Retype every entry exactly, character for character.

** Start **

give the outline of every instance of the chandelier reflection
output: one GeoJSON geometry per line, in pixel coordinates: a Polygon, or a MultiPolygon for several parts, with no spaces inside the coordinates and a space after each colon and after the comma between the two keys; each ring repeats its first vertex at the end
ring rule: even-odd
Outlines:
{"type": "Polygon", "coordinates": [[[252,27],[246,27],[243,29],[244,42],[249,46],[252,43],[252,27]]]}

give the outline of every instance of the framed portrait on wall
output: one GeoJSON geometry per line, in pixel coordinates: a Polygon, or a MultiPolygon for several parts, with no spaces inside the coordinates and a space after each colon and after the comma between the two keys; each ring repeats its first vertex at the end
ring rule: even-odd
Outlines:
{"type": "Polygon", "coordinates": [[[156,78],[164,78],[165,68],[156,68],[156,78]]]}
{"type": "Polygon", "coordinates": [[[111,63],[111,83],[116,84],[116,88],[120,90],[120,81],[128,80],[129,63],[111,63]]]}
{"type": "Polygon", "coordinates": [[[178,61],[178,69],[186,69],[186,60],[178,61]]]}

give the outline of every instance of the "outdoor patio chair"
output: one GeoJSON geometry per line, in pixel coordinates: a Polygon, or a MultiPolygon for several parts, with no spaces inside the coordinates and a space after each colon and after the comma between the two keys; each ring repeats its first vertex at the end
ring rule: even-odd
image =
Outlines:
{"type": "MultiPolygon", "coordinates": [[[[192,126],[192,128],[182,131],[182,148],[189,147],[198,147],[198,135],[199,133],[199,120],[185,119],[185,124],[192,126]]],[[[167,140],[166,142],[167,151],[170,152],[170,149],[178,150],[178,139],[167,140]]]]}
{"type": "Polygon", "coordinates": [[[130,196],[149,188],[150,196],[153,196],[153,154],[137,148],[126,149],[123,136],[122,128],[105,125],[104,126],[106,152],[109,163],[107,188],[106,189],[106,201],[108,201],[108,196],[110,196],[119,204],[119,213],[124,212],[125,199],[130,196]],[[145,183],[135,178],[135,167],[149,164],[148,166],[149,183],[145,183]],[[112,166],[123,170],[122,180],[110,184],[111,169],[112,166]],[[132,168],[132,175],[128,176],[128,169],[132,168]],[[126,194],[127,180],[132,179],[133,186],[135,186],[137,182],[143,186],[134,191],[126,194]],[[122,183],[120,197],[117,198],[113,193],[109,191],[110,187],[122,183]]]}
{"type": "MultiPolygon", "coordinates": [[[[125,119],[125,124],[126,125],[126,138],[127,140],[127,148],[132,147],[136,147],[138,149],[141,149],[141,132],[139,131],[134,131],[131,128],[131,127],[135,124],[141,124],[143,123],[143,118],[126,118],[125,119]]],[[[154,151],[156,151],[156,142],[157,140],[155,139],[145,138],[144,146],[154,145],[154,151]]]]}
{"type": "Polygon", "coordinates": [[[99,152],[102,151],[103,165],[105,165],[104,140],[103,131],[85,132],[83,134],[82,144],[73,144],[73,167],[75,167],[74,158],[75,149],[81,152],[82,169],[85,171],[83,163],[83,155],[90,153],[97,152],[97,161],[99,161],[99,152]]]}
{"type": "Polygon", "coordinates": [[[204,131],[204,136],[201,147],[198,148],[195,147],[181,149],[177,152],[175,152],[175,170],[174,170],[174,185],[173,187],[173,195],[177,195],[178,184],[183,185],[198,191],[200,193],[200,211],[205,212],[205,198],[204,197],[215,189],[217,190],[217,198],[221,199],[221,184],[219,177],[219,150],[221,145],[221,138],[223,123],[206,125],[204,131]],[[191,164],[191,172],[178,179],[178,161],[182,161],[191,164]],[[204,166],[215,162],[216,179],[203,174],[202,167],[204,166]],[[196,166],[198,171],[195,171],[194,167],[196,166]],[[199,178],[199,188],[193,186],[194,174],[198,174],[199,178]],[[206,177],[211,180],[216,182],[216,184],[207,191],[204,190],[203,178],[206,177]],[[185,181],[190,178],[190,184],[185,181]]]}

** End **

| Exercise response |
give the outline of every instance of the chandelier reflection
output: one GeoJSON geometry per line, in pixel coordinates: a Polygon, or a MultiPolygon for several parts, with no spaces inside the coordinates and a space after each colon and after the comma between the two keys; each ring repeats its first vertex at the end
ring rule: even-odd
Outlines:
{"type": "Polygon", "coordinates": [[[252,27],[246,27],[243,29],[244,42],[249,46],[252,43],[252,27]]]}

give the outline of every instance of the framed portrait on wall
output: one GeoJSON geometry per line, in pixel coordinates: a Polygon, or a MultiPolygon for several parts, with no spaces inside the coordinates and a space after each colon and after the comma between the two keys; each ring repeats its first vertex at the end
ring rule: even-odd
Outlines:
{"type": "Polygon", "coordinates": [[[156,78],[164,78],[165,68],[156,68],[156,78]]]}
{"type": "Polygon", "coordinates": [[[111,63],[111,83],[116,84],[116,88],[120,90],[120,81],[128,80],[129,63],[111,63]]]}
{"type": "Polygon", "coordinates": [[[178,61],[178,69],[186,69],[186,60],[178,61]]]}

give the outline of every instance of the "outdoor patio chair"
output: one GeoJSON geometry per line, in pixel coordinates: a Polygon, or a MultiPolygon for several parts, with no spaces inside the coordinates and a space after each colon and after the comma between the two keys; each ring repeats its first vertex at the end
ring rule: even-odd
image =
Outlines:
{"type": "MultiPolygon", "coordinates": [[[[192,126],[192,128],[182,131],[182,148],[189,147],[198,147],[198,135],[199,133],[199,120],[185,119],[185,124],[192,126]]],[[[167,140],[166,142],[167,151],[170,152],[170,149],[178,150],[178,139],[167,140]]]]}
{"type": "Polygon", "coordinates": [[[130,196],[149,188],[150,196],[153,196],[153,154],[137,148],[126,149],[123,136],[122,128],[105,125],[104,126],[106,152],[109,163],[107,188],[106,189],[106,201],[108,201],[108,196],[110,196],[119,204],[119,213],[124,212],[125,199],[130,196]],[[145,183],[135,178],[135,167],[149,164],[148,166],[149,183],[145,183]],[[112,166],[123,170],[122,180],[110,184],[111,169],[112,166]],[[132,168],[132,175],[128,176],[128,169],[132,168]],[[126,194],[127,180],[132,179],[133,186],[135,186],[137,182],[143,186],[134,191],[126,194]],[[122,183],[120,197],[117,198],[113,193],[109,191],[110,187],[122,183]]]}
{"type": "MultiPolygon", "coordinates": [[[[125,119],[125,124],[126,125],[126,138],[127,140],[127,148],[132,147],[136,147],[138,149],[141,149],[141,132],[139,131],[134,131],[131,128],[131,127],[135,124],[141,124],[143,123],[143,118],[126,118],[125,119]]],[[[154,151],[156,151],[156,142],[157,140],[155,139],[145,138],[144,146],[154,145],[154,151]]]]}
{"type": "Polygon", "coordinates": [[[99,152],[102,151],[103,165],[105,165],[104,140],[103,131],[85,132],[83,134],[82,144],[73,144],[73,167],[75,167],[74,158],[75,149],[81,152],[82,169],[85,171],[83,163],[83,155],[90,153],[97,152],[97,161],[99,161],[99,152]]]}
{"type": "Polygon", "coordinates": [[[204,131],[204,136],[201,147],[198,148],[195,147],[181,149],[177,152],[175,152],[175,170],[174,170],[174,185],[173,187],[173,195],[177,195],[178,184],[183,185],[198,191],[200,193],[200,211],[205,212],[205,198],[204,197],[215,189],[217,190],[217,198],[221,199],[221,184],[219,177],[219,150],[221,145],[221,138],[223,123],[206,125],[204,131]],[[191,164],[191,172],[178,179],[178,161],[182,161],[191,164]],[[204,166],[215,162],[216,179],[203,174],[202,167],[204,166]],[[196,166],[198,171],[195,171],[194,167],[196,166]],[[199,178],[199,188],[193,186],[194,174],[198,174],[199,178]],[[206,177],[211,180],[216,182],[216,184],[207,191],[204,190],[203,178],[206,177]],[[185,181],[190,178],[190,184],[185,181]]]}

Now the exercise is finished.